* _Text_
Principles Of Evolution
Survival Of The Fittest
An extremely popular concept in nature is that a species will survive if it is fit for its environment. An important distinction is that being fit for an environment does not necessarily equate to being stronger, faster, or stealthier. For example, rodents are often slower and weaker than their predators. The reason they've survived, in part, is because of their smaller size which allows them to hide from predators. Rodents that hide better typically survive longer, enabling them to reproduce more often. Eventually rodents that are bad at hiding are killed off and rodents that are good at hiding survive, until the entire species is collectively better at hiding. This process of encouraging good traits over time is called Natural Selection, where individuals with very high fitness survive.
When a member of a species reproduces, it passes down traits to its children. This is why if both of your parents need glasses, you are likely to also need glasses within your life. Each person's genes is some form of a combination of their parents' genes. Sometimes when genes are passed down, they experience something called mutation, where certain genetic digits are changed slightly, resulting in a slight change to the individual. Usually mutations are not helpful (for example, genetic disease), but sometimes they can improve the fitness of an individual. In combination with natural selection, mutations and genetic inheritance can lead to major improvements to a species of long periods of time.

* _Task_
In the text on principles of evolution, what is the process of encouraging good traits over time called?

* _Entries supplied_
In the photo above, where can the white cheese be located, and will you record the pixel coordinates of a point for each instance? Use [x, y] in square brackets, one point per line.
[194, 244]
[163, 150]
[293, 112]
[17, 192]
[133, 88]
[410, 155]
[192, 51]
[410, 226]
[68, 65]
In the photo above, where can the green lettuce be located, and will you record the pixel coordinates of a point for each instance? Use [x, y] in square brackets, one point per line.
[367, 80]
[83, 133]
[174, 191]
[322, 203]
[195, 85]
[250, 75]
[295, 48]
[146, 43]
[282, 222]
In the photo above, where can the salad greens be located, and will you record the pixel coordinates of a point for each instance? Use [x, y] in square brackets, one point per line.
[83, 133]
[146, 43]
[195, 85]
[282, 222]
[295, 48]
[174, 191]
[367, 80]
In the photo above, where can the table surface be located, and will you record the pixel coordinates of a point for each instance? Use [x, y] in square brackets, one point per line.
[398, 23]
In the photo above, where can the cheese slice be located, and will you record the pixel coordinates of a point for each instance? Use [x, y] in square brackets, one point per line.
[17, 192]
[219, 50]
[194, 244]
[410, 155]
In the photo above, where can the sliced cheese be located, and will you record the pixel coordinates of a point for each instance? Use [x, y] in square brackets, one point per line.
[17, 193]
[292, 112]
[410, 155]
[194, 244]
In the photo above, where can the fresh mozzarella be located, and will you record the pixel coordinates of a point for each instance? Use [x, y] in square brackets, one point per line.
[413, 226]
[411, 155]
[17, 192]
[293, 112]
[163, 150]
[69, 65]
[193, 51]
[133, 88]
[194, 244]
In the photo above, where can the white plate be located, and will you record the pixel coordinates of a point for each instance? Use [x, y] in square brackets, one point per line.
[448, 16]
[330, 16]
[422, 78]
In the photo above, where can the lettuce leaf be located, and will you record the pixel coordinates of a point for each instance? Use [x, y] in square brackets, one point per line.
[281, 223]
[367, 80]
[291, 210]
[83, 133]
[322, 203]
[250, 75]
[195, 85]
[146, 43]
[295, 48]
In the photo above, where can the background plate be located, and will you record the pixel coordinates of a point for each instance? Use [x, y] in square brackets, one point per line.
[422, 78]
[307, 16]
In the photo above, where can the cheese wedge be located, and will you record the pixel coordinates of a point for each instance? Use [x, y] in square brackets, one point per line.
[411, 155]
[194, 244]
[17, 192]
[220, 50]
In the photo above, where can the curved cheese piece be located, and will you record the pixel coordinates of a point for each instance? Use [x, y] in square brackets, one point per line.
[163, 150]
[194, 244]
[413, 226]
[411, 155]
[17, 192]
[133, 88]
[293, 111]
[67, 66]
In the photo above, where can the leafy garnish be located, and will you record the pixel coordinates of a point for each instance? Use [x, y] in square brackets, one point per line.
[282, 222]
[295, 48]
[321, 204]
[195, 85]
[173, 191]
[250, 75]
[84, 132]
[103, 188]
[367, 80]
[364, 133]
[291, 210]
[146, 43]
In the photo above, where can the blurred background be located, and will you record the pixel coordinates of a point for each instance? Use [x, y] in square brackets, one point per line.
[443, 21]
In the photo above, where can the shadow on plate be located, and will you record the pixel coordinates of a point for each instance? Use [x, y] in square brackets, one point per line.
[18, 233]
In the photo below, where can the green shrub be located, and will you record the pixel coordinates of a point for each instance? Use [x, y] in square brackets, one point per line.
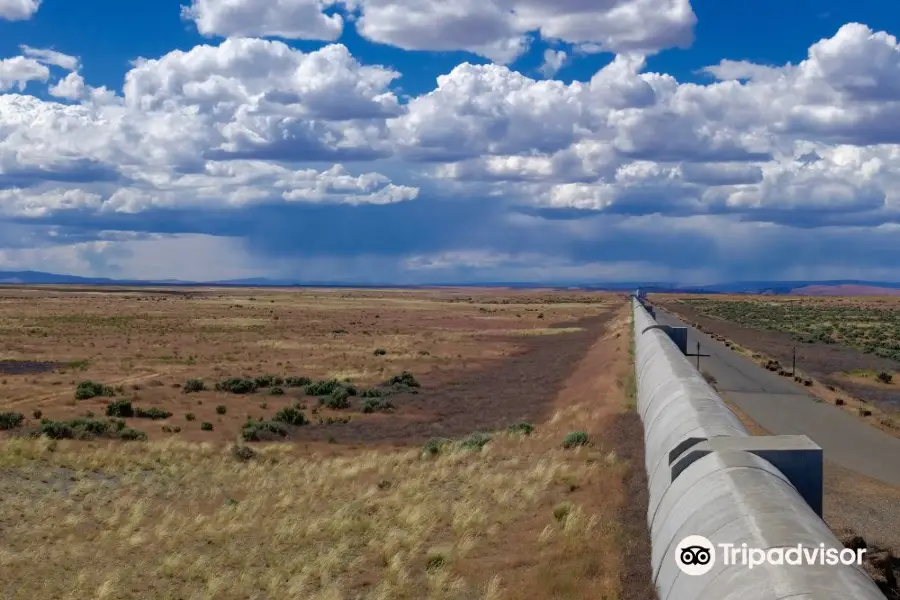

* _Response box_
Natural Selection